* **Trecho do documento**:
+ + + + + + +

Lucas 18,9-14
Um catecismo que estudamos quando meninos dizia
que Deus “premia aos bons e castiga aos maus”. Porém não concretizava
quem eram os bons e quem os maus. E como nossa forma de pensar é com
freqüência muito distinta da de Deus, é provável que os que Deus
considera bons ou maus não coincidam com os que nós julgamos como tais.
Deus é um Juiz parcial a favor do pobre. Esta é a imagem clara que vemos na Bíblia, por exemplo, na que nos oferece o livro do Eclesiástico (35,15b-17.20-22a). O mais curioso deste texto é que não o escreve um profeta, amante das denuncias sociais e das críticas aos ricos e poderosos, mas sim um judeu culto, pertencente à classe acomodada do século II a.C.: Jesus ben Sirac. E a imagem que oferece de Deus dista muito da que tinham a maioria dos israelitas, inclusive os sacerdotes e os letrados (“doutores”) da Lei. Não é um Deus imparcial, que julga às pessoas por suas obras; é um Deus parcial, que julga às pessoas por sua situação social. Por isso se põe do lado dos pobres, dos oprimidos, dos órfãos e das viúvas; os seres mais débeis e excluídos da sociedade. Começa o autor dizendo: “O Senhor é um Deus justo, que não pode ser parcial”. Porém acrescenta de imediato, com um toque de ironia: “não é parcial contra o pobre”.

+ + + + + + +

* **O que fazer**:
• A. Reescreva o trecho sobre Deus como juiz desde "Lucas 18,9-14" até "julgamos como tais.", inclusive, substituindo "bons" por "justos".
• B. Dê sequência ao trecho sobre Deus como juiz, começando logo após a última frase apresentada.
As entradas não têm relação com o trecho sobre Deus como juiz.

+ + + + + + +

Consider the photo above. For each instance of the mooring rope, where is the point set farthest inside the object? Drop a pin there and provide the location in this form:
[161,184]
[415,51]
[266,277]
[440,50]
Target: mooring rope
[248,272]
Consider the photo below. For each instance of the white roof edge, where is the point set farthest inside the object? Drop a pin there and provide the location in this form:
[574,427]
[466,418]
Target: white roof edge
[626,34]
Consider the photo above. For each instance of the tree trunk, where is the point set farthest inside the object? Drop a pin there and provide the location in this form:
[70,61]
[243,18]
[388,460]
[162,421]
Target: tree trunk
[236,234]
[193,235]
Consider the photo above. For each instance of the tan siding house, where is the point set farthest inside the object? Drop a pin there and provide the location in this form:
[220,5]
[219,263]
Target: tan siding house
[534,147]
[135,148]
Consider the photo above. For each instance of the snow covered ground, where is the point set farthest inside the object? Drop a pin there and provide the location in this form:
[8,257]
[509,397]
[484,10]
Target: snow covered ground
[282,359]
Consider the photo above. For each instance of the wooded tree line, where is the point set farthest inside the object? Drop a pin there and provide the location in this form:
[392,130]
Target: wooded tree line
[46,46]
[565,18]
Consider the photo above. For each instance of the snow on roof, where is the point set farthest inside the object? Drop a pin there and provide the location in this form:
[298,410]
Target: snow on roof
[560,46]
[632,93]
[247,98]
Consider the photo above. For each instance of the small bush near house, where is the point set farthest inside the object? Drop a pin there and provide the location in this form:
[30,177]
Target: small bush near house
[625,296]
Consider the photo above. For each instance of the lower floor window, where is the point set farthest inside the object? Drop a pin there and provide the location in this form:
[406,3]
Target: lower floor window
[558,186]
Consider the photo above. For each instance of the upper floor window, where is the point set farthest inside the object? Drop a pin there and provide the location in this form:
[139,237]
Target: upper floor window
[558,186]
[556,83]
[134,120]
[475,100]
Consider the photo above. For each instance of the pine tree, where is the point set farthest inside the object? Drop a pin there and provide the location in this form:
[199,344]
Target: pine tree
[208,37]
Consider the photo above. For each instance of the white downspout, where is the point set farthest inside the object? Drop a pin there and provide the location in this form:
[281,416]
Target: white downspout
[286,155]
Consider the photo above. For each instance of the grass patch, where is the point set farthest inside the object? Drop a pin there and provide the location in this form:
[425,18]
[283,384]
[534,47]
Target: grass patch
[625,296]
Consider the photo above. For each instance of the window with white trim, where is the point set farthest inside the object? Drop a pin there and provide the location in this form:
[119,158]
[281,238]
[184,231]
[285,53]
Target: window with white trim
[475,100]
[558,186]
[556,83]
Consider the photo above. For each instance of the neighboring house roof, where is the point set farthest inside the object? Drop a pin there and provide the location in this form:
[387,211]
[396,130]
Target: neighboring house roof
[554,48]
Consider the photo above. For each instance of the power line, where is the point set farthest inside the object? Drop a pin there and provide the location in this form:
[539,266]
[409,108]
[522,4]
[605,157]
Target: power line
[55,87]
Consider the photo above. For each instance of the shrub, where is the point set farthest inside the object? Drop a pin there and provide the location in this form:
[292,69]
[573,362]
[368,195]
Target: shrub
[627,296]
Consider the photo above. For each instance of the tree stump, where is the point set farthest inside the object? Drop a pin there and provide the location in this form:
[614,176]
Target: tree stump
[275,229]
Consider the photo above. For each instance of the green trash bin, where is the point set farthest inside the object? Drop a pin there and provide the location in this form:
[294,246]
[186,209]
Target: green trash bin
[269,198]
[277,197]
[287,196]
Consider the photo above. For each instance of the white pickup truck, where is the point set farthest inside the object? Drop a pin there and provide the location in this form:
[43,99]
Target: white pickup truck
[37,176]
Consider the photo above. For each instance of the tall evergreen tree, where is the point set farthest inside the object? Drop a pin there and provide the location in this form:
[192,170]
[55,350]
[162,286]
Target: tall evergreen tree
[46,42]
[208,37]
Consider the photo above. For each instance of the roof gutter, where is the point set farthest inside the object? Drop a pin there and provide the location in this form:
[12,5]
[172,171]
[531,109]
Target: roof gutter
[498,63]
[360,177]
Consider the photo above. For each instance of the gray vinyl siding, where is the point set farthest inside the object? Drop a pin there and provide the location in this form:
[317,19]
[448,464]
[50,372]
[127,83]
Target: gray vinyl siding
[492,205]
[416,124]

+ + + + + + +

* **Respostas**:
• A.
Lucas 18,9-14
Um catecismo que estudamos quando meninos dizia
que Deus “premia aos justos e castiga aos maus”. Porém não concretizava
quem eram os justos e quem os maus. E como nossa forma de pensar é com
freqüência muito distinta da de Deus, é provável que os que Deus
considera justos ou maus não coincidam com os que nós julgamos como tais.

• B.
Portanto, Deus, um juiz parcial a favor do humilde, pois o evangelho de Lucas nos oferece o mesmo contraste mediante um exemplo distinto, para melhor entender a parábola convém aprofundar na atitude do fariseu.
Na Bíblia encontramos, às vezes, confissões de inocência, como a que nos dá o Salmo 26(25),4-5: “Não me sento com gente falsa, com os mentirosos não vou; detesto a companhia de malfeitores, com os malvados não me sento”, mas existe também a versão positiva, onde a pessoa enumera as coisas boas que fez. Encontramos um esplêndido exemplo no livro de Jó, quando o protagonista proclama (Jó 29,12-17): “Eu livrava o pobre que pedia socorro e o órfão indefeso, recebia a bênção do andarilho e alegrava o coração da viúva pobre; de justiça me vestia e revestia, o direito era meu manto e meu turbante. Eu era olhos para o cego, era pés para o coxo, eu era o pai dos pobres e examinava a causa do desconhecido. Rompia as mandíbulas do iníquo para arrancar-lhe a presa dos dentes”.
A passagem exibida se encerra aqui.